• [Prompt]:
Locate every line in the listing below that contains the string "fence", and copy each of those lines. Case counts.

** BEGIN Raw records **

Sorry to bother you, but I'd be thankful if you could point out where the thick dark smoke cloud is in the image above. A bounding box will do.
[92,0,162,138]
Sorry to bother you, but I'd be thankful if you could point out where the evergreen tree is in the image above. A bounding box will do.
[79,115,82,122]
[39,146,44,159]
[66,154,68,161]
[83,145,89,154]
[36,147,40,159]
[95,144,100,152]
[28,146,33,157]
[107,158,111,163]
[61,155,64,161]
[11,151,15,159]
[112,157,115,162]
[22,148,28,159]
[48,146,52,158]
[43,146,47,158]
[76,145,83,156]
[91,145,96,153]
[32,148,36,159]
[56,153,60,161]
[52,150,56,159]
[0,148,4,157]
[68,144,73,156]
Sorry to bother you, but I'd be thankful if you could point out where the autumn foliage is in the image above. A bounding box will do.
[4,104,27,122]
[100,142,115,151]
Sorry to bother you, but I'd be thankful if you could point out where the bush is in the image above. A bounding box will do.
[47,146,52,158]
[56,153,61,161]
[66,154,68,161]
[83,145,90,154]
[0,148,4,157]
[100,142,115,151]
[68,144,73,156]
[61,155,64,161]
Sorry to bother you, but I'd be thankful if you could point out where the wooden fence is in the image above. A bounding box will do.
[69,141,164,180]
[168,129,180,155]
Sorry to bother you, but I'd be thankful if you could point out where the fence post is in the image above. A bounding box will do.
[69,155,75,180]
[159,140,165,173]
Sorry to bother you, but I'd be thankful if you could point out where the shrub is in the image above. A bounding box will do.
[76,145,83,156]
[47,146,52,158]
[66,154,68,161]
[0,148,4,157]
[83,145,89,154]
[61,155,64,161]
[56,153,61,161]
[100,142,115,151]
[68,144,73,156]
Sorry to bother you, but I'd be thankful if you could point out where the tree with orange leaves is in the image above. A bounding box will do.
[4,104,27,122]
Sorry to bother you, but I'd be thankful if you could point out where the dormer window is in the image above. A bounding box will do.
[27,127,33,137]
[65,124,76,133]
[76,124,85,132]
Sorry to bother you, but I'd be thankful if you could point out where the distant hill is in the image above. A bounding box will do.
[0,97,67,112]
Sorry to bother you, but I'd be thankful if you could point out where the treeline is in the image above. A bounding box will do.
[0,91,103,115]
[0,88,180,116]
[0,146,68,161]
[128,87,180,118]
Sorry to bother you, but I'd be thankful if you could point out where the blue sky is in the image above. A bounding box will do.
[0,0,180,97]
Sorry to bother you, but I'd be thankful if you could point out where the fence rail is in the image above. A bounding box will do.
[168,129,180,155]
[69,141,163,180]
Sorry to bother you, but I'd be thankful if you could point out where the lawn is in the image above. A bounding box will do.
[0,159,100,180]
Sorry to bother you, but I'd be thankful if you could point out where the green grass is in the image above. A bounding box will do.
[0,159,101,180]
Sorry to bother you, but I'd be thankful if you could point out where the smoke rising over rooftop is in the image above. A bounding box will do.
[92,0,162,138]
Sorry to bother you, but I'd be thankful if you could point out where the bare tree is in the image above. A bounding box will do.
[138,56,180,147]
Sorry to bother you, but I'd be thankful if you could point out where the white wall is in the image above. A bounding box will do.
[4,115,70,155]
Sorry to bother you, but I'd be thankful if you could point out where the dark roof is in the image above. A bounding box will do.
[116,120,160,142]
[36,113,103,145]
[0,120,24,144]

** END Raw records **

• [Solved problem]:
Sorry to bother you, but I'd be thankful if you could point out where the wooden fence is in the image above. A bounding box will do.
Sorry to bother you, but I'd be thankful if you could point out where the fence post is in the image above. A bounding box will do.
Sorry to bother you, but I'd be thankful if you could point out where the fence rail is in the image above. A bounding box will do.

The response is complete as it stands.